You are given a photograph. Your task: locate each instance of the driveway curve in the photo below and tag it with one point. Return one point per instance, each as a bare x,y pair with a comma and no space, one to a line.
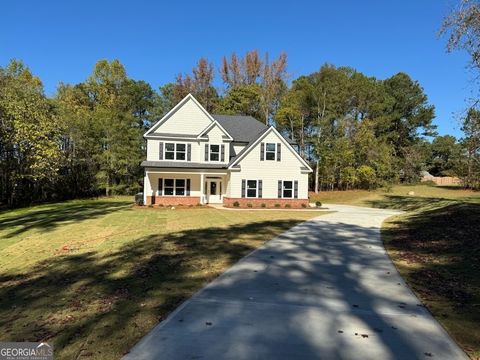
325,289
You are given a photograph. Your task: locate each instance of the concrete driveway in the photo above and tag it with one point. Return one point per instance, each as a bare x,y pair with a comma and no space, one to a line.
325,289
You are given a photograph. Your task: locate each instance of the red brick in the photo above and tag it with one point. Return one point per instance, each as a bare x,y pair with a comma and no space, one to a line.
172,200
269,203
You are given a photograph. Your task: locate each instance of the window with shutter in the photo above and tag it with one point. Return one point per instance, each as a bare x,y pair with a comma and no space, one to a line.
160,187
270,150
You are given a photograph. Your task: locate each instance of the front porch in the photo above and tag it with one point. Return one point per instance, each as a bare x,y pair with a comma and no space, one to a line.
175,187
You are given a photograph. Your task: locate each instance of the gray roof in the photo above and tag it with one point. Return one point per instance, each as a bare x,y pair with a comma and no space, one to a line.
154,134
246,148
241,128
181,164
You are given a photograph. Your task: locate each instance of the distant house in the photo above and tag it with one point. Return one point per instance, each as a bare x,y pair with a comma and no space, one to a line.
440,180
194,157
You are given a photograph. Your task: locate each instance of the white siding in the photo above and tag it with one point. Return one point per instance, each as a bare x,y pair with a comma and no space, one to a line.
269,171
188,119
198,147
237,148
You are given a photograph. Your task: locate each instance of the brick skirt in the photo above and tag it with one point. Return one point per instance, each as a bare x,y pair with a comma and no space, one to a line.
268,203
173,200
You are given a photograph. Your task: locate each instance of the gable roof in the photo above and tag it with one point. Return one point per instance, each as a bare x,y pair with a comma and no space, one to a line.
243,128
211,126
175,109
259,138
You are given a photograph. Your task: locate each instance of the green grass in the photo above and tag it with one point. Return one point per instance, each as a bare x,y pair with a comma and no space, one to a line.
94,276
435,245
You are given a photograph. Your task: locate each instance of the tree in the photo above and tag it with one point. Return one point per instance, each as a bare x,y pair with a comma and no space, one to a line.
29,137
471,144
104,119
242,100
445,154
199,84
251,70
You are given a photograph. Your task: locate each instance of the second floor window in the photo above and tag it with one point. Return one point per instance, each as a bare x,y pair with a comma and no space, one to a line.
270,151
214,152
175,151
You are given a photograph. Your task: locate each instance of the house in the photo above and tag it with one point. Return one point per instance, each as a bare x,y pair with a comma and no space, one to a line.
194,157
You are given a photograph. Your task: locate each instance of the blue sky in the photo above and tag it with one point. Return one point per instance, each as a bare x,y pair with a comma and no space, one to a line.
155,40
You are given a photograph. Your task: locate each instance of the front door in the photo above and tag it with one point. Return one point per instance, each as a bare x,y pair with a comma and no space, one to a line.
214,195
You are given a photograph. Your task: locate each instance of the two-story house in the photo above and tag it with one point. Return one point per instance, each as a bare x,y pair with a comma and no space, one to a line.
194,157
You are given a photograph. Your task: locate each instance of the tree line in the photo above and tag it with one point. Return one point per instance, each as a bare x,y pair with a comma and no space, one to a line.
356,131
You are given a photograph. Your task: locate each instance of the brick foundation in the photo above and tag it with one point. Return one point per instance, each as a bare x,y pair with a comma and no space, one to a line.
172,200
269,203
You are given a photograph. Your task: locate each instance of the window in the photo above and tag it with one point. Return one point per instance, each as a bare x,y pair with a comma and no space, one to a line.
169,188
270,150
175,151
251,188
214,152
180,187
175,187
287,189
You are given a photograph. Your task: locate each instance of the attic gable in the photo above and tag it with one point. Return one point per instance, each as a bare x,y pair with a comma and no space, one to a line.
188,117
215,128
273,135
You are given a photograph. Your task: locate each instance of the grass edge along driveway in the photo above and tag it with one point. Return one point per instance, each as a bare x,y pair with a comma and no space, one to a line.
435,246
94,276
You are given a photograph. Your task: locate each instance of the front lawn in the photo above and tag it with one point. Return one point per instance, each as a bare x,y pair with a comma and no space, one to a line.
436,247
94,276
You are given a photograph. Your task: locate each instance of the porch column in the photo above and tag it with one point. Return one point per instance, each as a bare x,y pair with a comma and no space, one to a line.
146,187
202,184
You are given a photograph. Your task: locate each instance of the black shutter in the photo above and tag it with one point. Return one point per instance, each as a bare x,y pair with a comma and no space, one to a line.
160,187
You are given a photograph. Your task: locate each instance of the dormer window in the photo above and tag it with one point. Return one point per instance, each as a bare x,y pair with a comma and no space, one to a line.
214,152
270,151
175,151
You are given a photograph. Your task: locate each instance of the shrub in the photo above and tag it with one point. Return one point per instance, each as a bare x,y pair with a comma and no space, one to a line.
429,183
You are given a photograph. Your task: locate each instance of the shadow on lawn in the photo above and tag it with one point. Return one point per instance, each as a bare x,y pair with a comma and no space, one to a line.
445,242
50,217
78,297
408,203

Your goal: Write out every record above exactly as it stands, but leave out the pictures.

Result below:
You are given a photograph. Your task: locate each instance of the driveway curve in the photo below and tag it with one point. Return one point per instance, each as a bare x,y pair with a comma and no space, one to a line.
325,289
You are given a photograph. Your task: locate each instance of the concrete driveway in the photo above and tag it with one point. Return one point per instance, each as a bare x,y pair with a comma and no space, one to a line.
325,289
You are given a photograph. Your task: locate each instance of the red brick in the photo above and tag it with one point. Return one point per instance, each as a bare x,y pair with a comma and no space, one to a line.
172,200
269,203
You are given a photograph. Your task: locate each instance of the window with shutter in the photo above and tag it with one point. Return one point per instance, each as a bare x,y pair with a comma and no space, one to a line.
160,187
270,150
You are given a photograph. Your task: locate each instance of the front porch in the photo above and tag it with one point. Return one point per instance, each as a bare x,y pair with a comma and no space, one to a line.
175,187
You are given a photograph. Your task: locate each instance of the gray roof in the photo above and tag it with one point. Return one point per instance, each as a bare x,y pair with a comma and no space, one to a line.
154,134
246,148
241,128
181,164
You are given a photograph. Your task: locate each instance of the distant house in the photo above and tag it with one point. Return one point per instance, each as a bare x,y pair with a comma and no space, one to a line.
440,180
194,157
You are given a photograph. Your task: locate each instance of the white siding in the photo above and tag it with one point. Return one point per instance, each as a bare x,y pair with a comma and no space, one to a line.
269,171
188,119
198,147
237,148
You are given a photograph. Your task: locate each instance of the brick skirt in the photo above and tag it with one point. Return one point per instance, each as a bare x,y pair with a comma and no space, one to a line.
268,203
173,200
You are given a photograph. Your task: locate each instance of the gable roof in the photo above and tag it with one point. Return one point per instance, each as a bare x,y pair with a comma and no space, one to a line.
243,128
211,126
175,109
259,138
You are given a photograph. Your task: locate each instance of the green grass in the photo above and tag it with one point. Return one point per instance, each as a bare x,y pair with a comma and no space, one to a line.
94,276
435,245
You are given a photograph. Your task: locate each instance of the tree in the photo above and tag it with one point. Return one point per instance, each as a bare x,y pair with a comma and no space, one to a line.
29,137
471,144
104,119
242,100
445,154
199,84
251,70
You are given a photograph. Your task: locate each instance of the second floor window in the photo above and tag it with one point. Return one point per instance, each as a bare x,y pair with a comma and no space, one to a line.
270,151
214,152
175,151
You are given a photograph. Your task: locate each instance of the house in the photo above and tag it with one point. Return one point per instance, each as a bare x,y pair with a comma and no space, one to a line.
194,157
You are given a photograph. Your task: locate each instance of the blue sky in the photo above and tag it with one point. Return one point per instance, each as a bare x,y pair with a comma and no space, one to a line.
155,40
You are given a photograph. Your task: locate each instance of the front door in the photo above and tag it with one point. Return one point per instance, each as a bare x,y pair with a comma and no space, one to a line.
214,195
You are given a photograph. Your task: locate each instance of the two-story house in the photo above and tag it with one point. Return one point per instance, each as a bare x,y pair with a comma and no space, one to a line.
194,157
You are given a photograph. Your task: locate each instance of the tree line in the photo above and tag it with one point. Return one point per instance, each as a bare x,y pair with a comma and no space, one to a line.
356,131
You are given a photograph. Your task: locate each instance of the brick foundation in the photo above and tag it with one point. Return one point per instance, each as a bare x,y pair with a comma and no space, one to a line.
172,200
269,203
You are given a photograph. Your task: locate each instance of the window in the photo above and tag it with one point. Return one point per instance, each as a bare x,y pair with a comma and no space, one to a line.
169,188
270,150
175,151
251,188
214,152
180,187
175,187
287,189
You are given a photograph. Your task: locate each instance of the attic gable in the photo above and tag it with one point. Return one point per instance, each as a bare x,y pair with a comma and no space, one to a line.
188,117
215,128
273,135
You are given a photograph. Your task: locate each instance of the grass edge along driveway in the photo above and tag it with one point. Return one point per instance, each as a bare x,y pair with a comma and no space, one to a line.
435,246
94,276
You are given a photograph. Your task: locate each instance of the front lawn in the photo above and tag it with one point. Return one point per instance, each as a bare x,y pair with a comma and no space, one to a line.
436,247
94,276
You are given a photograph. Your task: locate each instance of the porch column in the photo above and tag it with one point. Return one point per instance, each as a bare x,y pair with a comma and no space, one to a line.
146,187
202,184
You are given a photograph. Your task: locate each instance of the black shutter in the photo above and tag it with one point. Return one point per instance, each as a bare x,y pair with a comma and no space, one to a line.
160,187
You are given a photograph. Your task: locate each instance of the dormer window in the photo above and tag it with one point. Return one point per instance, each as a bare x,y pair with a comma and no space, one to a line.
214,152
270,151
175,151
You are given a photograph. Your task: locate each instance of the shrub in the photo above and tag it with one point. Return one point per instance, each as a bare x,y pair with a comma and no space, one to a line.
429,183
You are given a photograph. Your task: locate each instance of the shadow on lawn in the photo above and tag it with one point. Return one point per instance, each as a bare x,y pair with a comma and no space, one to a line.
445,242
50,217
78,297
408,203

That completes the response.